Start SELECTION

In ITC’s consumer goods portfolio, the packaged foods business (products such as flour and chips) grew by 24%, with per unit realization rising by 14%. Sales of its non-food consumer business (personal care, stationery and retail) rose by 28%, but quantitative details are not available.
On the input cost front, the company did rather well, using its forecasting and procurement skills to protect itself from higher costs. ITC’s per unit cost of wheat rose by just 5.3% during the year and that of wheat flour by just 1.4%. Its leaf tobacco procurement cost rose by only 7%, partly due to a good crop in 2010, which rose by 14%.
ITC’s skills on the cash generation front are also visible in its annual report. Operating profit before working capital changes rose by about 17% to Rs7,720 crore, partly due to the increase in product prices.

End SELECTION

Write the next part of the passage on ITC's annual results, picking up after its last sentence. The material that comes next is separate from the ITC passage.

Start COLLECTED MATERIAL

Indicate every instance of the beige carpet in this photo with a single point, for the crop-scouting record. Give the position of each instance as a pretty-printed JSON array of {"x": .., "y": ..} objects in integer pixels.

End COLLECTED MATERIAL

» **EXERCISE RESULT**
But inventories rose sharply during the year, which could have resulted in an increase in the working capital funding. But the company leaned on its creditors, resulting in a jump that offset the increase in inventories. Its cash generated from operations rose by 18.4% during the year to Rs7,732 crore; after paying income tax of Rs2,278 crore, around Rs5,454 crore was left for capital expenditure and investments, with the largest chunk going towards paying dividends to shareholders.
A high dividend payout ensured its cash and investments did not bloat, otherwise its total return on capital employed would have been affected. Instead, the company managed to increase it by about 4 percentage points during the year.